» Task statement
Answer these questions using the film review:
1. Where and on what date does the film open?
2. Who wrote the screenplay?
3. Which television series does the review say the film resembles?

Lincoln mirrors current U.S. political affairs

    1 of 1 2 of 1

      Directed by Steven Spielberg. Starring Daniel Day-Lewis and Sally Field. Rated PG. Opens Friday, November 16, at the Fifth Avenue Cinemas

      Steven Spielberg has been trying to make Lincoln for more than a decade, and the famously Democratic director has admitted that the final product is being released just after a major U.S. election for good reason: he worried about confusing voters with the 16th (and some say best) president’s status as the founder of the Republican party. A hundred years later, the 37th (and some say worst) president, Richard Nixon, figured out how to cleave southern racists to the GOP. And for how these demographics have played out, please refer to Obama v. Romney, 11/6/12.

      That kind of political parsing is exactly what Spielberg is into here, via Tony Kushner’s surprisingly straightforward screenplay, and the film resembles an extended episode of The West Wing set in dark, cold, and dirty quarters, with beards. Here, the bushy Ahab number is worn by Daniel Day-Lewis, who splendidly captures the rail splitter’s Mark Twain–like penchant for dropping windy aphorisms into heated discussions.

» Information supplied

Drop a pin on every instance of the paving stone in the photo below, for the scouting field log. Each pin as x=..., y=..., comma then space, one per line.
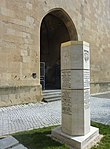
x=38, y=115
x=8, y=142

» Response
1. Friday, November 16, at the Fifth Avenue Cinemas.
2. Tony Kushner.
3. The West Wing.